## RECORDS SHOWN
== Segment start ==

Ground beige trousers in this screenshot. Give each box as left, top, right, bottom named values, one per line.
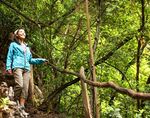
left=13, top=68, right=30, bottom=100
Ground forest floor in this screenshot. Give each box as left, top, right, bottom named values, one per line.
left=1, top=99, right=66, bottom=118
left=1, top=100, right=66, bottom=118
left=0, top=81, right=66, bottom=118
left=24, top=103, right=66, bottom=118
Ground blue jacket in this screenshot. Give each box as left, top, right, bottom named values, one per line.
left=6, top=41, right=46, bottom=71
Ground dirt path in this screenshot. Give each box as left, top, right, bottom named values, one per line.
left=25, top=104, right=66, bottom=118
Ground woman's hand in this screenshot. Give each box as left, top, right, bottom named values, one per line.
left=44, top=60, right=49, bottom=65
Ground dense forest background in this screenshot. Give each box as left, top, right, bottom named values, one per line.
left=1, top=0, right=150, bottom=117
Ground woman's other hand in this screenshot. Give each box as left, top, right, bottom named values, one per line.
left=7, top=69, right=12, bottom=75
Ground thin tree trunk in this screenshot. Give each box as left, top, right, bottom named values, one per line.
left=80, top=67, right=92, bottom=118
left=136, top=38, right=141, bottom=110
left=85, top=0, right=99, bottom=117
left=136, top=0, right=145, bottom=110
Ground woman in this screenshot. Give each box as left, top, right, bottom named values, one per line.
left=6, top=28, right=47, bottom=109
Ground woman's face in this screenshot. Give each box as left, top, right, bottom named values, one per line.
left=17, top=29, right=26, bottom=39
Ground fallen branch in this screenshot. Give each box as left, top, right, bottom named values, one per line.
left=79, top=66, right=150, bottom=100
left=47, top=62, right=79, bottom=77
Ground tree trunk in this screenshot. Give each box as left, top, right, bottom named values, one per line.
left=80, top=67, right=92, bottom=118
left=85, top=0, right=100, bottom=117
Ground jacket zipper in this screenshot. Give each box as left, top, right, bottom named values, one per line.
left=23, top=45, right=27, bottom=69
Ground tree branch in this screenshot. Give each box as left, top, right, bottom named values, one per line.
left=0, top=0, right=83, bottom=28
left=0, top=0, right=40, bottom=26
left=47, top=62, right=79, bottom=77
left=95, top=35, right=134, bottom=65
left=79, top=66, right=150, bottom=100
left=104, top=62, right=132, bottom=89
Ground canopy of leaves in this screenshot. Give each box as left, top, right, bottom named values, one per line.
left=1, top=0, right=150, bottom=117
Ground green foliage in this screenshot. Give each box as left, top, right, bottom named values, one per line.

== Segment end ==
== Segment start ==

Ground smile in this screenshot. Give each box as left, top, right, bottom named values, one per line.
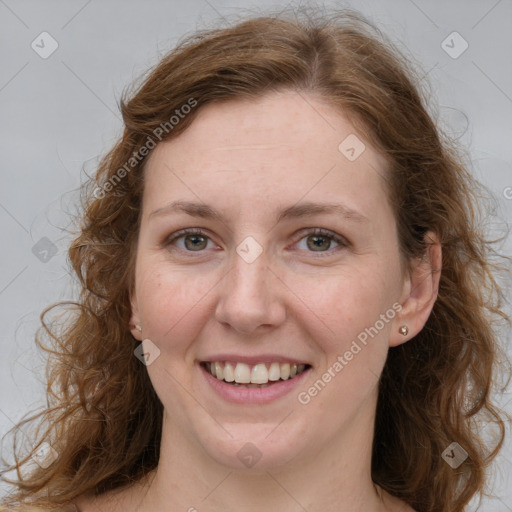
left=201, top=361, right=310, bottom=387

== Segment end ==

Find where the line with "Ground tree branch" sits in the material above, then copy exactly from it through the line with "Ground green foliage". Add no other line.

Ground tree branch in this screenshot. Give each box as left, top, right, bottom named values, one per line.
left=0, top=0, right=83, bottom=28
left=0, top=0, right=40, bottom=26
left=47, top=62, right=79, bottom=77
left=95, top=35, right=134, bottom=65
left=79, top=66, right=150, bottom=100
left=104, top=62, right=132, bottom=89
Ground canopy of leaves in this screenshot. Give each box as left, top, right, bottom named values, one per line.
left=1, top=0, right=150, bottom=117
Ground green foliage in this screenshot. Give each box as left, top, right, bottom named values, one per line.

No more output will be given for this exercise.